* _Blok tekstu_
^^^^^^^^^^^^^^^^

Czytaj też: Zakres kompetencji do wyznaczenia nowego miejsca służbowego sędziemu w ramach kary dyscyplinarnej >>>

 

W skardze wskazano, że przed wprowadzeniem art. 75b do u.s.p. wnioski sędziów o przeniesienie na inne miejsce służbowe były składane w formie pisemnej. Nie trzeba było też czekać na ogłoszenie o zamiarze obwieszczenia o wolnym stanowisku sędziowskim w sądzie, do którego planowało się przenieść. Skutkowało to dużą ilością wniosków o przeniesienie do sądów, które nie miały wolnych etatów i generowało to niepotrzebne czynności osób zatrudnionych w Ministerstwie Sprawiedliwości.

Zmiana została wprowadzona w czerwcu 2017 r. Obecnie wniosek o przeniesienie składa się za pomocą systemu informatycznego i może on być złożony jedynie po ogłoszeniu o zamiarze obwieszczenia o wolnym etacie w danym sądzie, w 7-dniowym terminie. Zdaniem skarżącego jest to wystarczające ograniczenie lawinowego składania wniosków przez to, że wolne etaty sędziowskie, zwłaszcza w niedużych sądach, pojawiają się rzadko.

Już KRS miała wątpliwości

W piśmie do Ministra Sprawiedliwości RPO zwraca uwagę, że ten przepis został negatywnie oceniony m.in. przez Krajową Radę Sądownictwa. W ocenie Rady narusza bowiem zasadę niezawisłości sędziowskiej, ponieważ daje Ministrowi Sprawiedliwości, w ramach jego swobodnej i niepodlegającej uzasadnieniu decyzji instrument umożliwiający wpływ na sędziów rozważających z jakichkolwiek przyczyn, w tym od nich niezależnych, zmianę miejsca zamieszkania uniemożliwiającą im właściwe wykonywanie obowiązków w dotychczasowym miejscu pracy.

^^^^^^^^^^^^^^^^

* _Przekazane wpisy_
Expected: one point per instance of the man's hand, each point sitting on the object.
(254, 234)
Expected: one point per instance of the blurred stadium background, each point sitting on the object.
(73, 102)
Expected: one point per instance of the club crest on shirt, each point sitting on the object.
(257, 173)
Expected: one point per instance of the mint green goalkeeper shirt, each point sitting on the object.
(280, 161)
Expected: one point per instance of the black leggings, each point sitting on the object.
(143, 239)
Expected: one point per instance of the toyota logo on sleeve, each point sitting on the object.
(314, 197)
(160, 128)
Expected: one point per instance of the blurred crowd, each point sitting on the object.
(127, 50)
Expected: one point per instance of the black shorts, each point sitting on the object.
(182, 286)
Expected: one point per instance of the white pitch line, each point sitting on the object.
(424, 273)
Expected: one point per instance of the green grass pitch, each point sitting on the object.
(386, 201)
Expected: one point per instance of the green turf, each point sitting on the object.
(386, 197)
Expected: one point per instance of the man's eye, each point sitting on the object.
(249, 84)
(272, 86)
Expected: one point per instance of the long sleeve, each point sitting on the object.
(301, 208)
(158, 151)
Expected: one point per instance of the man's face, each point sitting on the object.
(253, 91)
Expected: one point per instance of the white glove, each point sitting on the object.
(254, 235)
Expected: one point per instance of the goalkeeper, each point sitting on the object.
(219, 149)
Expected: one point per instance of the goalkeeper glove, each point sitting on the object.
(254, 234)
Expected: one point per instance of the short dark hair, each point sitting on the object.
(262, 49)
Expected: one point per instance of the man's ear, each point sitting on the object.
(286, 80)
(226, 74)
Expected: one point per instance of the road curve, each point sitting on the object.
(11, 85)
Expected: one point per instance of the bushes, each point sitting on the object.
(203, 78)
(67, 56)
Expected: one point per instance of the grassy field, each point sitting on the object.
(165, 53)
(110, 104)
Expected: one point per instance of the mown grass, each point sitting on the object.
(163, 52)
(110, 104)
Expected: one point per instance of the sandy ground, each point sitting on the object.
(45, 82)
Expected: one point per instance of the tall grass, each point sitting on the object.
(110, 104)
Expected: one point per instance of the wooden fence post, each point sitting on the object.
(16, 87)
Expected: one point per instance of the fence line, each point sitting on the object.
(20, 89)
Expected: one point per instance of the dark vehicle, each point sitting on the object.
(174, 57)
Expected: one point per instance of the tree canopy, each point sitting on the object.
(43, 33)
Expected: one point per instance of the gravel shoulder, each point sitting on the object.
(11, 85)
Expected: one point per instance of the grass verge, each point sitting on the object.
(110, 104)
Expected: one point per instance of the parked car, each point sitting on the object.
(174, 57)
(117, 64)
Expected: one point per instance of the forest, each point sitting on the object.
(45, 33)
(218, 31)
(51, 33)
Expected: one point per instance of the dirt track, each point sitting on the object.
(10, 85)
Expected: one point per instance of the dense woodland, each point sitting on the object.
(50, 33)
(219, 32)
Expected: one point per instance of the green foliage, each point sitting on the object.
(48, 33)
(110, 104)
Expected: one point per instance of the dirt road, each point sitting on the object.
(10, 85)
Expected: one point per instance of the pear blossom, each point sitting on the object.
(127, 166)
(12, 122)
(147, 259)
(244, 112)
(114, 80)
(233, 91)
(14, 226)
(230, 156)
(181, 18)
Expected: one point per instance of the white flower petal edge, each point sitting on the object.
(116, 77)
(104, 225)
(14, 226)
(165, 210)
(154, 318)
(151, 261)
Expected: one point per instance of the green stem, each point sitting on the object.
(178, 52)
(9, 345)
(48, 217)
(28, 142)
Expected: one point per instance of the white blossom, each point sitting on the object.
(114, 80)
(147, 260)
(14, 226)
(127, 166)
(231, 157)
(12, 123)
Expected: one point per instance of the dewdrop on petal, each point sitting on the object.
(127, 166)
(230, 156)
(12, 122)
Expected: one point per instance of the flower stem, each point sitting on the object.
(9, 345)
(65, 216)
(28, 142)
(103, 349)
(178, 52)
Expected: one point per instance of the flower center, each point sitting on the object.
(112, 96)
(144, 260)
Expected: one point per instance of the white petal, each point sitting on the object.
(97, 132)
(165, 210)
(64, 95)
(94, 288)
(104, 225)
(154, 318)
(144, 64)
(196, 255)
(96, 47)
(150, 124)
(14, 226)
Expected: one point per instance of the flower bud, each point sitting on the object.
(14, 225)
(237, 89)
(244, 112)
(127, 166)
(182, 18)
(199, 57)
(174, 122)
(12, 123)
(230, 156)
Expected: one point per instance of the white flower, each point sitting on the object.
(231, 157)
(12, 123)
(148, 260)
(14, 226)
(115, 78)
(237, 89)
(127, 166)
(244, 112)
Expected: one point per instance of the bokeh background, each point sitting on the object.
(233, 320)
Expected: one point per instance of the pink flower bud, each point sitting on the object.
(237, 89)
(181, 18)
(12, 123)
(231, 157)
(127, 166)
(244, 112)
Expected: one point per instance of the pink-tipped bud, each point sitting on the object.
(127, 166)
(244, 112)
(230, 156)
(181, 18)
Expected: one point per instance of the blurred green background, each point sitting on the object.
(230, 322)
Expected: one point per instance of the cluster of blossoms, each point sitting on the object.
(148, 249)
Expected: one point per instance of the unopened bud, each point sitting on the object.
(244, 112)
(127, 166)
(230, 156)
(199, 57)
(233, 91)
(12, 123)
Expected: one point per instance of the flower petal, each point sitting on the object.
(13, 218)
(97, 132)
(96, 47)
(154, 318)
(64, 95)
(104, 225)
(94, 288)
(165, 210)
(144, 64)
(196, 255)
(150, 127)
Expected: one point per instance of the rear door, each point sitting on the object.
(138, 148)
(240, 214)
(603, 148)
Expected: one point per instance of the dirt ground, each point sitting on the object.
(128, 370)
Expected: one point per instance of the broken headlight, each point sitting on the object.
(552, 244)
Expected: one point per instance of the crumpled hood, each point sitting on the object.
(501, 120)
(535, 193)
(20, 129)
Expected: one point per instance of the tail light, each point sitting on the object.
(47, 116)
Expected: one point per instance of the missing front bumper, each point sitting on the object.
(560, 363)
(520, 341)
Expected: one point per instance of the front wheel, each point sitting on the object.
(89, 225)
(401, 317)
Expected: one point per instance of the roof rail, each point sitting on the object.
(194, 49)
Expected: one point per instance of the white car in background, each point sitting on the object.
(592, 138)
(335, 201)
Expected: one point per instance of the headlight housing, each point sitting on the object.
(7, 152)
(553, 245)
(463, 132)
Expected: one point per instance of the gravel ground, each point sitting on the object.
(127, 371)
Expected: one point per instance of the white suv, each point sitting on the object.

^^^^^^^^^^^^^^^^

* _Wymagania zadania_
Kiedy według tekstu o przenoszeniu sędziów na inne miejsce służbowe wprowadzono zmianę w sposobie składania wniosków o przeniesienie?

* _Wynik zadania_
W czerwcu 2017 r.